### Data listing
------------------------------------------------------------

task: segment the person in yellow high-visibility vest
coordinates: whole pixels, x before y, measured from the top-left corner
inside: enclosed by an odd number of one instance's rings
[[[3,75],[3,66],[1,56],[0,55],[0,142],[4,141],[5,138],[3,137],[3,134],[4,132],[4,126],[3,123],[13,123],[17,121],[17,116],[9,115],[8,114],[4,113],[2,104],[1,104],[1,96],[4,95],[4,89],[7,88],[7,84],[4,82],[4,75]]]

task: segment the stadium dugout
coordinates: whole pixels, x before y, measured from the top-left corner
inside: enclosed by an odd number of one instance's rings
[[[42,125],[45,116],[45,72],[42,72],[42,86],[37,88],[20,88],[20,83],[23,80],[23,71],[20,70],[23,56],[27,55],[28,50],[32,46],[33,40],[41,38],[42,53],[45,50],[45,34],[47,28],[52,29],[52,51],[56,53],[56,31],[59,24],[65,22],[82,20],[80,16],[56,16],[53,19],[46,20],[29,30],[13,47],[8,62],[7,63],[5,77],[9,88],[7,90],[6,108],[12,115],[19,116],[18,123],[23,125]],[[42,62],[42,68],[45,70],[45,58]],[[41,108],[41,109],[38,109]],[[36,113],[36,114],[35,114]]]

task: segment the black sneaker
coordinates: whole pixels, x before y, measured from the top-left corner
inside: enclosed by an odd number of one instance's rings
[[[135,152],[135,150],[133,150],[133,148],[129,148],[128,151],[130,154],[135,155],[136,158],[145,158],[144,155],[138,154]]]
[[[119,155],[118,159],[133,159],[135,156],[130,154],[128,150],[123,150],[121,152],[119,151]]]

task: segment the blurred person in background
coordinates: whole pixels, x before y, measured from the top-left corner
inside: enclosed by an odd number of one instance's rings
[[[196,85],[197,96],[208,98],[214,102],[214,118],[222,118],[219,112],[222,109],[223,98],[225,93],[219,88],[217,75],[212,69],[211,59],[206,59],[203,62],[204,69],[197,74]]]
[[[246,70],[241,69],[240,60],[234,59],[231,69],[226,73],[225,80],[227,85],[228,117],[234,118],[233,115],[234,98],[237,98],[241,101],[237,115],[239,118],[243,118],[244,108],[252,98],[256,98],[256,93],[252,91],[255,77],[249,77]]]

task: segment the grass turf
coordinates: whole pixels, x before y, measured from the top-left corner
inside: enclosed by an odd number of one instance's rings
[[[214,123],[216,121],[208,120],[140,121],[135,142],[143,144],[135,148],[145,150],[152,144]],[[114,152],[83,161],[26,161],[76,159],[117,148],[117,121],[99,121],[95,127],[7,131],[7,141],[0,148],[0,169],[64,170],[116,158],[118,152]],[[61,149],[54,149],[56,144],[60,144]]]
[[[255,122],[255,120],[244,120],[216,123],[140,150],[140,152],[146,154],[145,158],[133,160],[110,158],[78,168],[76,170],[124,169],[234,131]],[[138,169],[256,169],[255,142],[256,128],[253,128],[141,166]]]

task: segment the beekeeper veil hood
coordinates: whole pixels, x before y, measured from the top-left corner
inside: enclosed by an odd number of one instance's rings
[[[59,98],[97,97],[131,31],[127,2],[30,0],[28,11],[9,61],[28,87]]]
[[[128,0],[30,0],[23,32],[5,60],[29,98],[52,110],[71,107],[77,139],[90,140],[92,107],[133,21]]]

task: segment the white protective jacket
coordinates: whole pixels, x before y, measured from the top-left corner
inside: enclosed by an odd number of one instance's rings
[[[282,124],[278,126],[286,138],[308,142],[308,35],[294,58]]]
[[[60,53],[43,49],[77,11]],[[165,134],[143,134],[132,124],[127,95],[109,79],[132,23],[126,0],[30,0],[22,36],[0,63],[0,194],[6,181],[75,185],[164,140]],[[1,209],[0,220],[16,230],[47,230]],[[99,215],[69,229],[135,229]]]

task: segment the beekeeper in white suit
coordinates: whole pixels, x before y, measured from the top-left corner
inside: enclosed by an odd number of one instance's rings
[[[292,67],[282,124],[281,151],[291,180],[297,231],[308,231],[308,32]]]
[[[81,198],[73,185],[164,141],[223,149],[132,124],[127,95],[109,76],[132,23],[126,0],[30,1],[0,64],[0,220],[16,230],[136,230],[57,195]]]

------------------------------------------------------------

Take the line holding "task: segment the grass turf" and all lines after it through the end of the data, and set them down exactly.

task: segment the grass turf
coordinates: whole pixels, x before y, measured from the top-left corner
inside: enclosed by an odd number of one instance's rings
[[[214,123],[216,121],[208,120],[140,121],[135,142],[143,144],[135,148],[145,150],[152,144]],[[114,152],[83,161],[26,161],[76,159],[117,148],[117,121],[99,121],[95,127],[7,131],[7,141],[0,148],[0,169],[64,170],[116,158],[118,152]],[[61,149],[54,149],[56,144],[60,144]]]
[[[255,122],[255,120],[244,120],[216,123],[140,150],[140,152],[146,154],[145,158],[133,160],[110,158],[78,168],[76,170],[124,169],[234,131]],[[138,169],[256,169],[255,142],[256,128],[253,128],[141,166]]]

task: segment the beekeeper veil hood
coordinates: whole pixels, x before y, measured from the top-left corner
inside: enclosed by an odd number of one instance's rings
[[[59,98],[97,97],[131,31],[127,2],[30,0],[28,11],[9,61],[28,87]]]
[[[128,0],[30,0],[23,32],[5,60],[29,98],[52,110],[71,107],[77,139],[90,140],[92,107],[133,21]]]

task: segment the white protective jacket
coordinates: whole pixels, x before y, measured from the top-left corner
inside: enclosed by an odd number of one instance's rings
[[[282,124],[278,126],[286,138],[308,142],[308,35],[294,58]]]
[[[60,53],[43,49],[77,11]],[[165,134],[143,134],[132,124],[127,95],[109,79],[132,23],[126,0],[30,0],[22,36],[0,63],[0,194],[6,181],[75,185],[164,140]],[[1,209],[0,220],[16,230],[47,230]],[[99,215],[69,229],[135,229]]]

task: segment the beekeeper in white suit
coordinates: whole pixels, x before y, measured from the top-left corner
inside: enclosed by an odd number of one instance's rings
[[[292,67],[282,124],[281,151],[291,180],[297,231],[308,231],[308,32]]]
[[[81,198],[73,185],[164,141],[223,149],[132,124],[127,95],[109,76],[132,23],[126,0],[30,1],[0,64],[0,220],[16,230],[136,230],[57,195]]]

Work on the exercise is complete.